◆ **EXERCISE TEXT**
Two weeks after Alcatel Lucent SA (ADR) (NYSE:ALU) said Ben Verwaayen was resigning as CEO, the company has announced his replacement. Michel Combes, the former CEO of Vodafone Europe, and earlier, of France Telecom SA (ADR) (NYSE:FTE), will take over the reins of the troubled telecommunications equipment maker on April 1.
Alcatel-Lucent chairman Philippe Camus touted Combes as no stranger to the world of telecom:
“His deep knowledge of the industry as well as his experience of major business and financial transformation at a worldwide level will be pivotal in helping the company pursue its aggressive transformation… ,” Camus said in a company-released statement.
Alcatel-Lucent shareholders should hope that Combes also is as skilled at pulling the company out of its nose dive as the Denzel Washington character was at safely (mostly) landing the uncontrollable aircraft he piloted in the movie Flight.
Is DISH giving up?
Okay, everyone is aware of DISH Network Corp. (NASDAQ:DISH) trying to take the Clearwire Corporation (NASDAQ:CLWR) deal away from Sprint Nextel Corporation (NYSE:S). What seemed like a solid deal form Sprint has been made a bit shakier with DISH’s counteroffer.
But it looks now like DISH chairman Charlie Ergen may be realizing the odds are not in DISH’s favor when it comes to taking control of Clearwire. During the D: Dive Into Media conference sponsored by AllThingsD last week, he admitted, “[T]he deck is stacked against us.”
And this week, during the company’s fourth quarter earnings conference call, he said that “If that transaction [Sprint-Clearwire] was to happen, Sprint would be the most likely partner.”

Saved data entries
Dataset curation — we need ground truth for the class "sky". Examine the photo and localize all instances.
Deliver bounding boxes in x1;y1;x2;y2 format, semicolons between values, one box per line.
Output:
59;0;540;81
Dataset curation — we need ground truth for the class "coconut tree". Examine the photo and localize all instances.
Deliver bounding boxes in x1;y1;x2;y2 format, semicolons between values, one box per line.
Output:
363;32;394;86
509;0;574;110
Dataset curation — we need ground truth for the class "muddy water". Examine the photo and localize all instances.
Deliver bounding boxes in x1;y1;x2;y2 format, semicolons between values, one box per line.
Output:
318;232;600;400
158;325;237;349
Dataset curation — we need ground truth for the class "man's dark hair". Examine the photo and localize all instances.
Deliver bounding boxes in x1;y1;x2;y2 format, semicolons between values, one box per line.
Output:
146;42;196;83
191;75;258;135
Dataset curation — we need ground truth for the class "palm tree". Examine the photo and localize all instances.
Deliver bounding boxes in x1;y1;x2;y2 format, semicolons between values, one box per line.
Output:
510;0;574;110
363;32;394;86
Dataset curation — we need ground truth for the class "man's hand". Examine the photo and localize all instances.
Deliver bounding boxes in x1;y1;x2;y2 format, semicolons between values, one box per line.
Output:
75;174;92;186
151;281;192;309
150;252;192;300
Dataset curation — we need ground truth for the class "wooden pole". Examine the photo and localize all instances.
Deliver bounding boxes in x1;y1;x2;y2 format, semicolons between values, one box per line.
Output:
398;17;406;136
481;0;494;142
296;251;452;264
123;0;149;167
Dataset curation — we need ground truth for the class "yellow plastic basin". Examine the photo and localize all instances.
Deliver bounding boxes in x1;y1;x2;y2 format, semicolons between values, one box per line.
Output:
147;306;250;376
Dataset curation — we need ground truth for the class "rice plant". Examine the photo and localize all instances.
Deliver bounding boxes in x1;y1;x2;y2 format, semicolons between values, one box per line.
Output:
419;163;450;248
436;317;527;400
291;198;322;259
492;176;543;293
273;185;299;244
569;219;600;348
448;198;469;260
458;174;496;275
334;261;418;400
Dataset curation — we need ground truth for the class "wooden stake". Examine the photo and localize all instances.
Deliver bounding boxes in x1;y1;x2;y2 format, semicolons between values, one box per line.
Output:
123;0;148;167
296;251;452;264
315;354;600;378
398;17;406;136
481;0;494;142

◆ **WHAT TO DO**
a. Using the telecom news article, answer the following:
(i) On what date will Michel Combes take over at Alcatel-Lucent?
(ii) Who is the chairman of Alcatel-Lucent?
(iii) At which conference did Charlie Ergen say the deck is stacked against DISH?
b. Change "counteroffer" to "rival bid" in the telecom news article, and write out the passage starting at "Okay, everyone is" and ending at "with DISH’s counteroffer.".
c. Write the next few sentences of the telecom news article, picking up after its final sentence.

◆ **ANSWERS FOR EACH ITEM**
a.
(i) April 1.
(ii) Philippe Camus.
(iii) The D: Dive Into Media conference, sponsored by AllThingsD.

b.
Okay, everyone is aware of DISH Network Corp. (NASDAQ:DISH) trying to take the Clearwire Corporation (NASDAQ:CLWR) deal away from Sprint Nextel Corporation (NYSE:S). What seemed like a solid deal form Sprint has been made a bit shakier with DISH’s rival bid.

c.
Clearwire’s not enough for some people
Sprint’s CEO, Dan Hesse, is acting like the “i” in Clearwire has already been dotted. Hesse told Bloomberg this week that the spectrum that would come to Sprint with the Clearwire deal would do, but only for a while.
“Clearwire would give us a strong spectrum position for a period of time,” he said. “But we also have a very long-term view, and we would want to acquire more spectrum.”
Other possible spectrum donors for the insatiable Sprint could be — as Phil Marshall of Tolaga Research told Bloomberg — U.S. Cellular, Leap Wireless International, Inc. (NASDAQ:LEAP), and even … DISH.
Little Mac hack attack
Microsoft Corporation (NASDAQ:MSFT)‘s Windows operating system is usually at the center of any story about PCs getting hacked. Macs have been generally thought of as somewhat immune to attacks from the cyber-underworld.
Unfortunately for Mac owners, that’s no longer the case. Apple Inc. (NASDAQ:AAPL) itself has reported that some of its own staff’s Mac computers have been violated.
Apple had “identified malware which infected a limited number of Mac systems through a vulnerability in the Java plug-in for browsers,” it said in a statement.
Apparently, the malware entered Apple’s system after some employees visited an outside website that was infected.